+++ Extracted information

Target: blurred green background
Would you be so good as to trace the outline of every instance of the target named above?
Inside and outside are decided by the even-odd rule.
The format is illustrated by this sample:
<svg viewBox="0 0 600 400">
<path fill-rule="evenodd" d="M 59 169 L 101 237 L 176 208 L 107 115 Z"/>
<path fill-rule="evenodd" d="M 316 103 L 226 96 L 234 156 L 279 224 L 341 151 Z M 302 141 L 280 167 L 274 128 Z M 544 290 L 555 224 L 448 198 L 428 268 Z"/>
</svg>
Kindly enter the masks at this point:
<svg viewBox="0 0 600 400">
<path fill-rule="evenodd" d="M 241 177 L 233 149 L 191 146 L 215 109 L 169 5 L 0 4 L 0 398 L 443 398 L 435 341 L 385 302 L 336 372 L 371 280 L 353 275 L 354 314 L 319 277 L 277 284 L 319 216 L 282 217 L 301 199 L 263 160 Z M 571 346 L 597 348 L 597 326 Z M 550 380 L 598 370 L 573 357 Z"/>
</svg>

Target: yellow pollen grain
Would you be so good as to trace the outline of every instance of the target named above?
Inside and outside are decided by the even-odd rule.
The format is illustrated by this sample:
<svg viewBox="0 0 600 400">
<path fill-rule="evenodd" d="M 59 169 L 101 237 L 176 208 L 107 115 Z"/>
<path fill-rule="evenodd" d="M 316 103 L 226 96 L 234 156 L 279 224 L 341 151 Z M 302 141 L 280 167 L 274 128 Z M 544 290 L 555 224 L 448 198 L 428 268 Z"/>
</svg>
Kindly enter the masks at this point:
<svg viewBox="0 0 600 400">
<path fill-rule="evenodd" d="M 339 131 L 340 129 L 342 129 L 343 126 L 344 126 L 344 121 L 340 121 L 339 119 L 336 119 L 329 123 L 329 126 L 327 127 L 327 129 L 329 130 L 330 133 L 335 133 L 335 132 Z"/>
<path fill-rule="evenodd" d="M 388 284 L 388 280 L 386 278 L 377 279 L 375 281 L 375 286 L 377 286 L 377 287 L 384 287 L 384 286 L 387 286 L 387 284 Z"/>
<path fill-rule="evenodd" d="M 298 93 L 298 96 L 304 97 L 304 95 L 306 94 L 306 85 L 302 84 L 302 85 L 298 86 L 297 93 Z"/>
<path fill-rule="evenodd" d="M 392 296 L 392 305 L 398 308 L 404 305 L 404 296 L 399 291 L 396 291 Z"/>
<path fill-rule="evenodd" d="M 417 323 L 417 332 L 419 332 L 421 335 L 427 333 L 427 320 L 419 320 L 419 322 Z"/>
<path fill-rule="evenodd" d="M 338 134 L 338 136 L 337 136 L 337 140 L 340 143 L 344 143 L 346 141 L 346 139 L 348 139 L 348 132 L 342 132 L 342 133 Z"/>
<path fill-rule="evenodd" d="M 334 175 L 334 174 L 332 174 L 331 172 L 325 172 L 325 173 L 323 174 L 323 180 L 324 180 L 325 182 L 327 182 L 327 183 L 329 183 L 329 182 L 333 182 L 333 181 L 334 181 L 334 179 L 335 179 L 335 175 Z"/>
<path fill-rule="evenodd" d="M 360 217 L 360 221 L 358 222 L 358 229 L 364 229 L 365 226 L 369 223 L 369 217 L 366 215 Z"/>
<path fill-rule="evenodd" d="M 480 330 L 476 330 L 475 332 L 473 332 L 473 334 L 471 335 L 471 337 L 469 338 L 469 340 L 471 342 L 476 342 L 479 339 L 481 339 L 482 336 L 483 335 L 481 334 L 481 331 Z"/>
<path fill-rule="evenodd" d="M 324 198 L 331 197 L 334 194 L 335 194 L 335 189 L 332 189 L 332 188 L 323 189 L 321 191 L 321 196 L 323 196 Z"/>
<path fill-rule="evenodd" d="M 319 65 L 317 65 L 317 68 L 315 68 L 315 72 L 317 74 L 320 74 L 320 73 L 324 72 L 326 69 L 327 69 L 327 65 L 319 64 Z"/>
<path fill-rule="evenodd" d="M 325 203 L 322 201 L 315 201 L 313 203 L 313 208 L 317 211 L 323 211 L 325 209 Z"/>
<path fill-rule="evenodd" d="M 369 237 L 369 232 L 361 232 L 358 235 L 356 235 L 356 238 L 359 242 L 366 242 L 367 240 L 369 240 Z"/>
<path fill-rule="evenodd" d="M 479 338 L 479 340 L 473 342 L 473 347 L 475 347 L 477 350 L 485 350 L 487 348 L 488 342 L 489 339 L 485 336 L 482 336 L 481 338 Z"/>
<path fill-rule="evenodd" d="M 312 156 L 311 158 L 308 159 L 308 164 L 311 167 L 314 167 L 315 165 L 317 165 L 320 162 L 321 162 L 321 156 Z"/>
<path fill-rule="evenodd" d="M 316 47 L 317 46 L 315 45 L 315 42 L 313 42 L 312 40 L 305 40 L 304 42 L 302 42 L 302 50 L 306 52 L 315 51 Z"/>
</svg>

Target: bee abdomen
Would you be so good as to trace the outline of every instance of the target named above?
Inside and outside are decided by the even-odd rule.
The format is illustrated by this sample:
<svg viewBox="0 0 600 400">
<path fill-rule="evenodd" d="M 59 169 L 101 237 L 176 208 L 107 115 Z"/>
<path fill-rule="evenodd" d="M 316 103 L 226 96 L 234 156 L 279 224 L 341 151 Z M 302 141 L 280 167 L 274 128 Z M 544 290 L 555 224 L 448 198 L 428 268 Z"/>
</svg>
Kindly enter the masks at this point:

++++++

Set down the rows again without any change, beginning at the line that contains "Target: bee abdomen" and continuing through the last line of the rows.

* [Final result]:
Target: bee abdomen
Would you be so good as to trace the outline of every instance of the target named above?
Inside and outside are decided by the even-odd rule.
The format is illustrated by this sample:
<svg viewBox="0 0 600 400">
<path fill-rule="evenodd" d="M 59 169 L 101 237 L 176 208 L 107 115 Z"/>
<path fill-rule="evenodd" d="M 316 103 L 226 96 L 234 156 L 279 224 L 341 151 Z M 302 141 L 280 167 L 274 128 Z M 544 290 L 555 224 L 448 198 L 428 268 Z"/>
</svg>
Kindly enter the masks at this point:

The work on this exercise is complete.